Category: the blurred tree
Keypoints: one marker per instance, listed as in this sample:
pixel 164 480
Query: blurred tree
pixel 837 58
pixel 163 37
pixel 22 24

--------------------------------------------------

> **Task objective**
Every record listed above needs to be written out again exactly.

> **Result for this task**
Category: the blurred tree
Keypoints: one marker per instance, listed as in this sample:
pixel 164 480
Query: blurred tree
pixel 837 58
pixel 163 37
pixel 22 24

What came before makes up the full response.